## [Directions]
Retype all of the material below line for line, with every character kept as it is, but leave the pictures out.

— BEGIN Data for this exercise —

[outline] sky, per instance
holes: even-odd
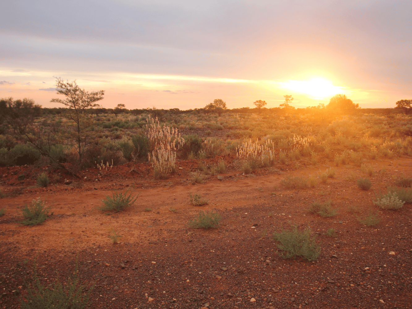
[[[44,107],[56,77],[129,109],[327,104],[412,97],[412,2],[4,1],[0,98]],[[61,97],[64,99],[64,98]]]

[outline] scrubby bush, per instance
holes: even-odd
[[[202,211],[193,220],[189,220],[187,226],[194,229],[209,229],[218,225],[221,220],[222,217],[217,212],[205,213]]]
[[[45,201],[40,199],[33,199],[31,204],[26,204],[22,210],[24,220],[20,222],[23,225],[36,225],[44,222],[47,217],[51,207],[46,206]]]
[[[308,209],[308,211],[323,217],[333,217],[337,214],[337,211],[332,208],[330,200],[324,203],[314,203]]]
[[[37,184],[40,187],[45,188],[50,183],[49,176],[46,173],[42,173],[37,176]]]
[[[67,284],[63,286],[60,283],[58,274],[53,283],[44,286],[37,275],[35,259],[33,282],[31,284],[25,283],[27,294],[22,295],[19,299],[22,309],[83,309],[88,307],[93,287],[87,293],[82,293],[84,287],[79,284],[77,265],[76,260],[73,275],[69,278]]]
[[[372,183],[369,178],[360,178],[358,180],[358,186],[362,190],[369,190],[372,186]]]
[[[124,210],[127,207],[131,206],[139,197],[140,193],[132,197],[131,192],[128,196],[127,194],[131,190],[131,189],[129,188],[124,193],[119,192],[117,190],[112,191],[112,196],[106,195],[106,198],[102,200],[103,205],[98,206],[97,209],[102,211],[113,211],[116,213]]]
[[[300,257],[309,261],[316,260],[321,254],[321,247],[316,245],[315,238],[311,236],[309,227],[300,232],[296,225],[290,231],[282,228],[280,233],[273,234],[281,250],[278,253],[279,256],[284,259]]]
[[[287,188],[303,189],[307,187],[307,181],[302,177],[288,176],[281,180],[281,184]]]
[[[379,196],[373,201],[373,204],[377,205],[382,209],[399,209],[402,208],[405,202],[399,199],[396,192],[388,192],[382,195],[379,193]]]

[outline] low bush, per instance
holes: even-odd
[[[36,225],[43,222],[47,217],[51,206],[46,206],[46,202],[38,197],[29,206],[26,204],[22,210],[24,220],[20,223],[23,225]]]
[[[189,220],[187,226],[194,229],[209,229],[218,225],[221,220],[221,216],[217,212],[201,211],[193,220]]]
[[[192,196],[192,193],[189,193],[189,195],[190,203],[194,206],[201,206],[202,205],[206,205],[209,202],[209,200],[204,199],[197,194]]]
[[[337,214],[336,209],[332,208],[330,201],[325,203],[314,203],[308,209],[311,213],[319,215],[321,217],[333,217]]]
[[[296,225],[290,231],[282,228],[280,233],[273,234],[281,250],[278,253],[279,256],[284,259],[300,257],[309,261],[316,260],[321,254],[321,247],[316,245],[315,237],[311,236],[309,228],[300,232]]]
[[[358,186],[362,190],[369,190],[372,186],[372,183],[369,178],[360,178],[358,180]]]
[[[112,211],[116,213],[124,210],[133,204],[138,197],[139,194],[140,194],[139,193],[137,196],[132,197],[131,192],[128,196],[127,194],[129,191],[131,191],[130,188],[126,190],[124,193],[119,193],[117,190],[112,191],[112,196],[106,195],[105,199],[102,200],[103,205],[96,208],[102,211]]]
[[[80,285],[77,259],[74,275],[71,276],[71,279],[69,278],[67,284],[60,283],[58,274],[54,283],[44,286],[37,275],[35,259],[33,269],[33,282],[31,284],[25,283],[27,287],[27,294],[22,295],[19,299],[22,309],[83,309],[88,307],[89,297],[94,287],[89,289],[87,293],[82,293],[84,287]]]
[[[369,210],[369,212],[366,215],[363,217],[358,217],[357,215],[356,218],[360,223],[368,226],[376,225],[381,222],[381,219],[379,218],[379,212],[377,211],[376,212],[374,213],[370,209]]]
[[[281,180],[281,184],[287,188],[303,189],[307,187],[307,181],[302,177],[288,176]]]
[[[42,173],[37,176],[37,184],[40,187],[45,188],[50,183],[49,176],[45,173]]]
[[[402,208],[405,202],[399,199],[396,192],[388,192],[384,195],[379,192],[379,195],[376,197],[376,199],[373,201],[373,204],[382,209],[396,210]]]

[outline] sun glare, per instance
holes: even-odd
[[[308,81],[290,80],[281,84],[284,88],[309,94],[316,98],[323,98],[342,92],[342,87],[333,86],[330,82],[321,78],[316,78]]]

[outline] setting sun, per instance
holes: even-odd
[[[342,92],[342,87],[334,86],[330,82],[321,78],[308,81],[290,80],[281,84],[284,88],[309,94],[316,98],[323,98]]]

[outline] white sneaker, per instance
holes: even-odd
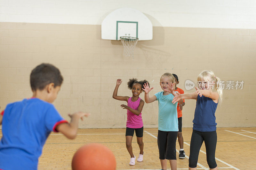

— END Data for this exercise —

## [Exercise answer]
[outline] sky, per instance
holes: even-odd
[[[44,107],[56,77],[129,109],[327,104],[412,97],[412,2],[4,1],[0,98]],[[61,97],[64,99],[64,98]]]

[outline] scrubby bush, per instance
holes: even-odd
[[[202,211],[193,220],[189,220],[187,226],[194,229],[209,229],[218,225],[221,220],[222,217],[217,212],[205,213]]]
[[[45,201],[40,199],[33,199],[31,204],[26,204],[22,210],[24,220],[20,222],[23,225],[36,225],[44,222],[47,217],[51,207],[46,206]]]
[[[308,209],[308,211],[323,217],[333,217],[337,214],[337,211],[332,208],[330,200],[324,203],[314,203]]]
[[[37,184],[40,187],[45,188],[50,183],[49,176],[46,173],[42,173],[37,176]]]
[[[67,284],[63,286],[60,283],[58,274],[53,283],[44,286],[37,275],[35,259],[33,282],[31,284],[25,283],[27,294],[22,295],[19,299],[22,309],[83,309],[88,307],[93,287],[87,293],[82,293],[84,287],[79,284],[77,265],[76,260],[73,275],[69,278]]]
[[[372,183],[369,178],[360,178],[358,180],[358,186],[362,190],[369,190],[372,186]]]
[[[124,210],[127,207],[131,206],[139,197],[140,193],[132,197],[131,192],[128,196],[127,194],[131,190],[131,189],[129,188],[124,193],[119,192],[117,190],[112,191],[112,196],[106,195],[106,198],[102,200],[103,205],[98,206],[97,209],[102,211],[113,211],[116,213]]]
[[[300,257],[309,261],[316,260],[321,254],[321,247],[316,245],[315,238],[311,236],[309,227],[300,232],[296,225],[290,231],[282,228],[280,233],[273,234],[281,250],[278,253],[279,256],[284,259]]]
[[[287,188],[303,189],[307,187],[307,181],[302,177],[288,176],[281,180],[281,184]]]
[[[379,196],[373,201],[373,204],[377,205],[382,209],[399,209],[402,208],[405,202],[399,199],[396,192],[388,192],[382,195],[379,193]]]

[outline] low bush, per instance
holes: even-odd
[[[36,225],[43,222],[47,217],[51,206],[46,206],[46,202],[38,197],[29,206],[26,204],[22,210],[24,220],[20,223],[23,225]]]
[[[189,220],[187,226],[194,229],[209,229],[218,225],[221,220],[221,216],[217,212],[201,211],[193,220]]]
[[[192,196],[192,193],[189,193],[189,195],[190,203],[194,206],[201,206],[202,205],[206,205],[209,202],[209,200],[204,199],[197,194]]]
[[[337,214],[336,209],[332,208],[330,201],[325,203],[314,203],[308,209],[311,213],[319,215],[321,217],[333,217]]]
[[[296,225],[290,231],[282,228],[280,233],[273,234],[281,250],[278,253],[279,256],[284,259],[300,257],[309,261],[316,260],[321,254],[321,247],[316,245],[315,237],[311,236],[309,228],[300,232]]]
[[[358,186],[362,190],[369,190],[372,186],[372,183],[369,178],[360,178],[358,180]]]
[[[112,211],[116,213],[124,210],[133,204],[138,197],[139,194],[140,194],[139,193],[137,196],[132,197],[131,192],[128,196],[127,194],[129,191],[131,191],[130,188],[126,190],[124,193],[119,193],[117,190],[112,191],[112,196],[106,195],[105,199],[102,200],[103,205],[96,208],[102,211]]]
[[[80,285],[77,259],[74,275],[71,276],[71,279],[69,278],[67,284],[60,283],[58,274],[54,283],[44,286],[37,275],[35,259],[33,269],[33,282],[31,284],[25,283],[27,287],[27,294],[22,295],[19,299],[22,309],[83,309],[88,307],[89,297],[94,287],[89,289],[87,293],[82,293],[84,287]]]
[[[369,210],[369,212],[366,215],[363,217],[358,217],[357,215],[356,218],[360,223],[368,226],[376,225],[381,222],[381,219],[379,218],[379,212],[377,211],[376,212],[374,213],[370,209]]]
[[[281,180],[281,184],[287,188],[303,189],[307,187],[307,181],[302,177],[288,176]]]
[[[42,173],[37,176],[37,184],[40,187],[45,188],[50,183],[49,176],[45,173]]]
[[[402,208],[405,202],[399,199],[396,192],[388,192],[384,195],[379,192],[379,195],[376,197],[376,199],[373,201],[373,204],[382,209],[396,210]]]

[outline] sun glare, per instance
holes: even-odd
[[[308,81],[290,80],[281,84],[284,88],[309,94],[316,98],[323,98],[342,92],[342,87],[333,86],[330,82],[321,78],[316,78]]]

[outline] setting sun, per instance
holes: even-odd
[[[342,92],[342,87],[334,86],[330,82],[321,78],[308,81],[290,80],[281,84],[284,88],[309,94],[316,98],[323,98]]]

[outline] white sneaker, per instance
holes: even-odd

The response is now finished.